*Task to carry out*. Return every line of the records that contains the word "asphalt".

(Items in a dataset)

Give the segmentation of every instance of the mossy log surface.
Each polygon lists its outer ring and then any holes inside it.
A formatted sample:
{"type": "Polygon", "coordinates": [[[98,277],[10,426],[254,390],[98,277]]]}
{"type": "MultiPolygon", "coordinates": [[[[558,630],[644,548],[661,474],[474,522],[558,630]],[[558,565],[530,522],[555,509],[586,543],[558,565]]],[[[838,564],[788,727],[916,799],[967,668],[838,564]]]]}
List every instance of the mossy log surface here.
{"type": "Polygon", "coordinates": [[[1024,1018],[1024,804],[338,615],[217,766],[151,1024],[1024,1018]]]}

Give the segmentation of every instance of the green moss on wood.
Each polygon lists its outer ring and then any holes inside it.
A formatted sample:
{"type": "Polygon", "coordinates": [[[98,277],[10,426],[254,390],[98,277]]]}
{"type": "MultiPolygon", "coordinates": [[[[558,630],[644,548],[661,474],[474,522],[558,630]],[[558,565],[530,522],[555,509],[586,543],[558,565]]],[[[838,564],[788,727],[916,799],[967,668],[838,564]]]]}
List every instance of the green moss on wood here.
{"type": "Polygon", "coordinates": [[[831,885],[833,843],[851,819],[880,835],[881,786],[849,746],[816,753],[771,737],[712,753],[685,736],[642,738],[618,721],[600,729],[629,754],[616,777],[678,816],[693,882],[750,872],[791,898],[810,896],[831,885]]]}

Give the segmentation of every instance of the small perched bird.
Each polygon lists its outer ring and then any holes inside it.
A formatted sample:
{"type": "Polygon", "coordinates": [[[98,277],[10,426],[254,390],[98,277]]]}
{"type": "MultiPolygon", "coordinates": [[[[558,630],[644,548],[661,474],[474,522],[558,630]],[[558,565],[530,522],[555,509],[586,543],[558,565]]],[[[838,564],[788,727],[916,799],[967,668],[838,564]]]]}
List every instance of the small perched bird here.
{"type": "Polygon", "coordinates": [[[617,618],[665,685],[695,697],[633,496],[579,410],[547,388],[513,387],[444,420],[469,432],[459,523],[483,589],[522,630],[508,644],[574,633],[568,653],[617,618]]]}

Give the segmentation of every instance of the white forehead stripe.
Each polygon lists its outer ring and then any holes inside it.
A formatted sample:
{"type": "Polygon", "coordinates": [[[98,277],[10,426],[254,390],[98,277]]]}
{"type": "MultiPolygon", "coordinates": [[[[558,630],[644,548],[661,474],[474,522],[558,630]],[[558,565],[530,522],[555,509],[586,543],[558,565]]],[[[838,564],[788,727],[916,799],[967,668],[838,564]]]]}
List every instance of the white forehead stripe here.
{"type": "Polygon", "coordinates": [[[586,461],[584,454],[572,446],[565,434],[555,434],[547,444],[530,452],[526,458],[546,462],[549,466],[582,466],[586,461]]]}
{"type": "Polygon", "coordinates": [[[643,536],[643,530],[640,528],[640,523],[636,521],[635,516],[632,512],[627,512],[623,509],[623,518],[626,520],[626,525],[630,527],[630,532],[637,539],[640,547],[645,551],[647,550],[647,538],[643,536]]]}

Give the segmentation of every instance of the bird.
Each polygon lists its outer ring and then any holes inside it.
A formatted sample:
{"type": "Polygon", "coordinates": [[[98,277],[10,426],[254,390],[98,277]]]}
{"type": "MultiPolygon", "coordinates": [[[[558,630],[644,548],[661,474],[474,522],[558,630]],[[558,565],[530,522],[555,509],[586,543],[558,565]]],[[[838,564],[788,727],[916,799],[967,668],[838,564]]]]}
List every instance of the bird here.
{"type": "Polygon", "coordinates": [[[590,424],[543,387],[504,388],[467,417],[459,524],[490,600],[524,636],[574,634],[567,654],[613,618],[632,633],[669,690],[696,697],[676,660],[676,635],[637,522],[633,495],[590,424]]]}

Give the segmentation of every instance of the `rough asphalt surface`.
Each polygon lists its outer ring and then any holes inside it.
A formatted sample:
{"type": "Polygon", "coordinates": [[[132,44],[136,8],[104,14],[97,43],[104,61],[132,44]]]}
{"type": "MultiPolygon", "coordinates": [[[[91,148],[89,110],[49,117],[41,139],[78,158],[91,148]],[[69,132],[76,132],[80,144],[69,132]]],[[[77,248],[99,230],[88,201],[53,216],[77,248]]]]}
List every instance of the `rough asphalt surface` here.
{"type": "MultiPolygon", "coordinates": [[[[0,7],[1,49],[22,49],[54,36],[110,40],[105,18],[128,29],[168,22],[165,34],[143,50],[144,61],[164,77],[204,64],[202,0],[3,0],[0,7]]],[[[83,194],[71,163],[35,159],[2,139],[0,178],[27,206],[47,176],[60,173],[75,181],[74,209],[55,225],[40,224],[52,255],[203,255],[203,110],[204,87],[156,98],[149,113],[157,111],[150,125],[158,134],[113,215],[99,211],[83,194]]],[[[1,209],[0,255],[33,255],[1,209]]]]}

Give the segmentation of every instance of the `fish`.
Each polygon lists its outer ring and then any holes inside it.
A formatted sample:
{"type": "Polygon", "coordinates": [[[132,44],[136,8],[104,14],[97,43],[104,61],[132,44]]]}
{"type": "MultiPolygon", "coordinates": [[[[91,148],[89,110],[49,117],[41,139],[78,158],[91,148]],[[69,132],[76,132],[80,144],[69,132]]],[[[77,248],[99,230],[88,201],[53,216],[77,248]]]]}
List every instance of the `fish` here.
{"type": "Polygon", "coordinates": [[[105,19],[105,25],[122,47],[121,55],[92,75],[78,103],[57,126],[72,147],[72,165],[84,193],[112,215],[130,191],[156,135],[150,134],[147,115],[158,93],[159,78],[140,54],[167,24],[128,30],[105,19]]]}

*Solution to this exercise*.
Give the segmentation of every instance of the `rough asphalt surface`.
List every instance of the `rough asphalt surface` here.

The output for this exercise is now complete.